EXERCISE TASKS
(A) In the article below on research universities running two IT departments, rewrite the paragraph beginning "The inefficiency compounds" more briefly, keeping its main facts.
(B) Answer these questions from the article below on research universities running two IT departments:
(i) Which three kinds of systems does administrative IT serve?
(ii) Which controls would one shared platform handle for student data?
(iii) Which two agencies are enforcing NIST 800-171 compliance?
(C) Carry on the article below on research universities running two IT departments from the point where it stops.

TEXT SEGMENT
Research Universities Are Running Two IT Departments. Here’s What That’s Really Costing Them.

June 10, 2026


Most large research universities are essentially running two separate IT organizations. Research computing serves the scientific mission, HPC clusters, genomics pipelines, federal compliance requirements. Administrative IT serves the institutional mission, student systems, financial operations, HR platforms. Two teams, two vendor ecosystems, two security frameworks, two budgets.

For a long time, this felt like a reasonable way to organize things. Research computing has specialized needs. Administrative IT has different ones. Keep them separate and each team can focus on what they know.

That logic is getting expensive, and the compliance pressure now bearing down on research computing is making it urgent.

Running parallel stacks is costing more than anyone has measured

Two infrastructure ecosystems running side by side, each managing the same fundamental problems, containerized workloads, security controls, audit logging, access management, just doing it separately with their own tools, vendors, and teams.

The inefficiency compounds with every new cloud service adopted on either side, and the total cost never appears in a single line item, which is why it persists. When universities actually measure it, the per-seat infrastructure cost of running parallel stacks is significant, typically 35 to 50 percent more than a consolidated approach would require.

Here’s what’s possible instead: one platform that handles FERPA controls for student data and NIST 800-171 controls for federal research workloads. Both missions, one runtime. Research computing and administrative IT sharing infrastructure, and, sharing costs instead of duplicating them.

The universities making this move aren’t doing it because consolidation is elegant. They’re doing it because the cost of not doing it is no longer defensible.

NSF and DoD are enforcing NIST 800-171 compliance for research involving Controlled Unclassified Information.

SOURCE MATERIAL
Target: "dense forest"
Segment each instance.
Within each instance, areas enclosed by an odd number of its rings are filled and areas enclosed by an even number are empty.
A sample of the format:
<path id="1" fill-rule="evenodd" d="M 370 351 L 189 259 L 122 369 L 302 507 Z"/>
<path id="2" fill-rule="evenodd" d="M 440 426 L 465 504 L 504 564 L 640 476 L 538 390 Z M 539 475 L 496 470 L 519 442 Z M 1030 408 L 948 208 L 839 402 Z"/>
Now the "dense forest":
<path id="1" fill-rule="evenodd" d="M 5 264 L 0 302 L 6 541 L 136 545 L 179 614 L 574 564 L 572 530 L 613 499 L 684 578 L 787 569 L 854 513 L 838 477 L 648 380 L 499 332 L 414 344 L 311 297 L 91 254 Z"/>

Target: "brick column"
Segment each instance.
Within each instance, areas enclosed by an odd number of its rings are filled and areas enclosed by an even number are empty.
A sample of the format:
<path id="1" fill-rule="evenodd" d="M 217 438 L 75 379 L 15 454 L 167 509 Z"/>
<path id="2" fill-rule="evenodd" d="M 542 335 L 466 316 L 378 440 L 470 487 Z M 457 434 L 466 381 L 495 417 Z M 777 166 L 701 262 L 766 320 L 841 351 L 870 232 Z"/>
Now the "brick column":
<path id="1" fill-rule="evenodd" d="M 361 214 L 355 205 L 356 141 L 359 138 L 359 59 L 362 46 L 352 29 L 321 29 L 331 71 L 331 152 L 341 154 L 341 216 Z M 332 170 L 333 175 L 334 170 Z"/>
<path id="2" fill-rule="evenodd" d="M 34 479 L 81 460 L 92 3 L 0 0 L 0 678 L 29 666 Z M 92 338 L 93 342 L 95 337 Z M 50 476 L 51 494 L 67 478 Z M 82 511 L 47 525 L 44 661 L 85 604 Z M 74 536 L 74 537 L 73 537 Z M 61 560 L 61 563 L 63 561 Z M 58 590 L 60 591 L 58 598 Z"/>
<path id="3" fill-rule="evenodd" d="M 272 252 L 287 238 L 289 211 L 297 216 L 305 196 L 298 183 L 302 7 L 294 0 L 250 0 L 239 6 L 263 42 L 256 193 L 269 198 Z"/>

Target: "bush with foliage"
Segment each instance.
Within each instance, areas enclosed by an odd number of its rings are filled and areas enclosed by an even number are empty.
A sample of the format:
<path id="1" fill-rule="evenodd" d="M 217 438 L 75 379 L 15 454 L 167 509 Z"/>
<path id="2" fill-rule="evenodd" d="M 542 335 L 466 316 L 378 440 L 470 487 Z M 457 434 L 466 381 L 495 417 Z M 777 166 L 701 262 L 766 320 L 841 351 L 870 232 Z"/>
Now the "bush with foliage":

SET OF ANSWERS
(A) Each new cloud service adopted by either team deepens the inefficiency. Because the total cost never appears as a single line item, the arrangement persists. When universities measure it, parallel stacks typically cost 35 to 50 percent more per seat than a consolidated approach.

(B)
(i) Student systems, financial operations and HR platforms.
(ii) FERPA controls.
(iii) NSF and DoD.

(C)
Most university IT environments weren’t designed to document 110 security controls across a hybrid cloud research infrastructure. The result is a compliance gap that’s either sitting in the last assessment or hasn’t been assessed at all. Either way, the risk is real, and the institutions caught unprepared aren’t small schools with limited resources. They’re major research universities that treated federal grant compliance as a research administration problem instead of an infrastructure one.

When the controls are built into the platform, when the runtime for research workloads maps directly to NIST 800-171 and CMMC Level 2, and the data fabric handles CUI access without requiring researchers to change their workflows, compliance becomes continuous rather than a per-grant documentation exercise. Universities that have done this have completed NIST 800-171 assessments without adding compliance staff, and without slowing down active research programs.

Researchers shouldn’t wait weeks to access their own data

A researcher needs data for a grant proposal; they submit a request. Weeks later, IT provisions the dataset. The proposal deadline has moved. The preliminary data that would have strengthened the application arrived too late to matter.

This can happen at research universities, and it is quietly costing institutions grant competitiveness in ways that are hard to quantify but easy to observe: proposals that go out without the best supporting data, publications that follow competitors, funding renewals that miss the window.

It’s not a staffing problem; it’s a data architecture problem. When researchers can access datasets, clinical trial data, and institutional analytics through a single interface, without a provisioning ticket, without waiting on IT, the dynamic changes completely. The three-week wait becomes same-day access and the proposal goes out with the best data. The preliminary analysis that should have been done last month actually gets done.

weeks → same day

research data provisioning when architecture replaces ticketing

The research universities gaining ground on grant competitiveness aren’t the ones with the
largest IT budgets. They’re the ones that stopped making researchers wait on infrastructure.